JOB: Return each row below that contains the string "point", copied in full.

SOURCE RECORDS:
···

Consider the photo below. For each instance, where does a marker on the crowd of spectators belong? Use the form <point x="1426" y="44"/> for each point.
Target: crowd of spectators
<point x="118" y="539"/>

···

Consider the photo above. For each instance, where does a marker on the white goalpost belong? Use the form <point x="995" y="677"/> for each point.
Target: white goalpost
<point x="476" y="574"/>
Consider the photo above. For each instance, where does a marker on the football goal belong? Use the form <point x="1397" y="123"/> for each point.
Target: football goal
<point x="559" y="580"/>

···

RESULT OF THE TASK:
Consider the photo below. For each instance, where does a marker on the crowd of spectators belong? Use the form <point x="1426" y="44"/> for each point.
<point x="118" y="539"/>
Consider the photo above. For each instance, where does a marker on the white goalpost belong? Use the form <point x="995" y="677"/> for each point.
<point x="476" y="574"/>
Consider the photo above. For each instance, where does a marker on the football goal belong? Use the form <point x="1397" y="123"/> for each point.
<point x="559" y="580"/>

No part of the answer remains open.